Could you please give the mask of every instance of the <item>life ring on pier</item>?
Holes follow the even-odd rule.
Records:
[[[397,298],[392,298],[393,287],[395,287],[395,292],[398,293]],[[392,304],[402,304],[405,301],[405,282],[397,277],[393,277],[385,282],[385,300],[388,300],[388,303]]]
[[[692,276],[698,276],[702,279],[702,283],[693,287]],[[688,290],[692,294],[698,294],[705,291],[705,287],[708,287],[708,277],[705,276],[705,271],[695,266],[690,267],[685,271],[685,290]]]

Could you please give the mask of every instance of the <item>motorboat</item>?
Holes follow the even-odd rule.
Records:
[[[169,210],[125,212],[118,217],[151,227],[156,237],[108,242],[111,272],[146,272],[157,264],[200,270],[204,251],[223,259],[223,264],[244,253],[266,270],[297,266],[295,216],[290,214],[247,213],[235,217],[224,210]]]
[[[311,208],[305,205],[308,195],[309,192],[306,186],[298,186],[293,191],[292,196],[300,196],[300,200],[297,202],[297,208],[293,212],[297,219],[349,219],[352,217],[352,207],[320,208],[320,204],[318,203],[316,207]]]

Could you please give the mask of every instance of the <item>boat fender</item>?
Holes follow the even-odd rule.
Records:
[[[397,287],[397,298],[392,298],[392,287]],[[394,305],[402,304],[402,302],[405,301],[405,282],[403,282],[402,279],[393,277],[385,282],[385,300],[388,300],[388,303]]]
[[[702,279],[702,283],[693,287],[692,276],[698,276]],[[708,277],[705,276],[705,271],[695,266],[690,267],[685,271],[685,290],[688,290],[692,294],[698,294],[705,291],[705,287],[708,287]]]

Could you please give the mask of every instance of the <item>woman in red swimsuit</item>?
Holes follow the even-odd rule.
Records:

·····

Reproduce the listing verbatim, starting at the line containing "in red swimsuit</item>?" and ending at the final line of the listing.

Could you please give the mask of every instance of the <item>woman in red swimsuit</item>?
Holes follow the even-odd rule.
Records:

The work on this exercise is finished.